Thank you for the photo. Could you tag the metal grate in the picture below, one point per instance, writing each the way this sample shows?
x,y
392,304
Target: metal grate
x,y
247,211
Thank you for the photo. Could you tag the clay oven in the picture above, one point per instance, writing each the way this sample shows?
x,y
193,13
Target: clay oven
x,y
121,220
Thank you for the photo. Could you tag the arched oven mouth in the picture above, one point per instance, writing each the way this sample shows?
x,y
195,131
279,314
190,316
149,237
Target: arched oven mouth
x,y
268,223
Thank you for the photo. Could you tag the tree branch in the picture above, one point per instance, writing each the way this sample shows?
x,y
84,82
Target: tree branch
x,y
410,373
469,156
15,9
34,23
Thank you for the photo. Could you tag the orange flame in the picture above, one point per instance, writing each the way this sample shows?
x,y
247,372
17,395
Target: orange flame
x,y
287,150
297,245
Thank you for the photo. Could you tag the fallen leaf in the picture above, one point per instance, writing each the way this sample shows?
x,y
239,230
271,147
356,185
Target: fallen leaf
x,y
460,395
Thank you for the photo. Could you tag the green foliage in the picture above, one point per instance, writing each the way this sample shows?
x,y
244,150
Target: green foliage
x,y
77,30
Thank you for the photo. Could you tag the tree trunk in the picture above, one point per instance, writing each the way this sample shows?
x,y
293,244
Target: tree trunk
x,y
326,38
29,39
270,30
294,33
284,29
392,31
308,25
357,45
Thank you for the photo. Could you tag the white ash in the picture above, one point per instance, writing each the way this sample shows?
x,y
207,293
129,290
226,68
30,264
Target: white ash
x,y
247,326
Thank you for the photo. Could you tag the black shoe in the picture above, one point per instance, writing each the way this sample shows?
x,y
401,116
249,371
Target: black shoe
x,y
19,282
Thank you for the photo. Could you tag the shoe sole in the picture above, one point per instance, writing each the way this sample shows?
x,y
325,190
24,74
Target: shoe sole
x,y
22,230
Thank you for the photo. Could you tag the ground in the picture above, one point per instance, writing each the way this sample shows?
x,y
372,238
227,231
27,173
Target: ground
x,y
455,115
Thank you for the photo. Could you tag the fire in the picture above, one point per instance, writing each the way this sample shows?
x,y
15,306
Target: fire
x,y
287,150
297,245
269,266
-------
Every line of the listing is to be returned exactly as given.

Thank you for the photo. Could you tag the metal grate in the picture below, one point per instance, writing each the way this sample shows?
x,y
392,304
Target: metal grate
x,y
247,211
Thank you for the photo. Could you tag the clay oven in the picture above, one point per instance, writing each the way this sample shows?
x,y
193,13
Target: clay oven
x,y
121,220
Thank you for the photo. Could you tag the arched oven mouth in the picture above, one point per instance, writing each the way this sample shows?
x,y
195,131
279,314
190,316
149,237
Target: arched oven mouth
x,y
268,223
Thank you for the photo. Could you tag the tree branch in the picture above, one point per instance, writing each the way this sample shows?
x,y
84,82
Target: tree branch
x,y
410,373
469,156
15,9
34,23
Thank you for the photo. Could you tag the orange flame in the picture above, one point per instance, writing each the way this sample shows?
x,y
247,372
17,395
Target: orange flame
x,y
287,150
297,245
Thank you for the photo. Could you tag the fallen leaf in the picture above, one point per instance, writing each the way this sample shows?
x,y
239,230
271,147
356,185
Target: fallen leaf
x,y
460,395
Thank you for the photo. Could you tag the green foliage in the picture above, one point per instance, writing each the way this sample shows?
x,y
244,150
Target: green foliage
x,y
77,30
Thank you for the photo. Could you tag the tree trunk in the picture above, one point per instance, writing each the way this sample shows?
x,y
293,244
Target: tree trunk
x,y
326,38
29,39
270,30
294,33
284,29
392,31
308,25
357,45
Thank you for the photo. Could you tag the white ash in the picture above, one point per instance, writing each the way this sample shows?
x,y
207,293
129,290
226,68
30,264
Target: white ash
x,y
247,326
Thank you for the photo. Could you tag the black shoe in the picture above, one point per instance, writing each the way this sample shows?
x,y
401,116
249,371
Target: black shoe
x,y
19,282
Thank you for the photo. Could you tag the shoe sole in the picture above, one point per instance, writing each the way this sample shows?
x,y
325,190
24,74
Target: shoe sole
x,y
22,230
Thank you for the photo. Could you tag the ground in the picture above, one point per instance, writing each the way this sample shows?
x,y
372,238
227,231
27,173
Target: ground
x,y
455,115
Thank you for the photo. Could you tag the fire in the picture above, one point per instance, writing each the way this sample shows?
x,y
15,306
Target: fire
x,y
287,150
297,245
269,266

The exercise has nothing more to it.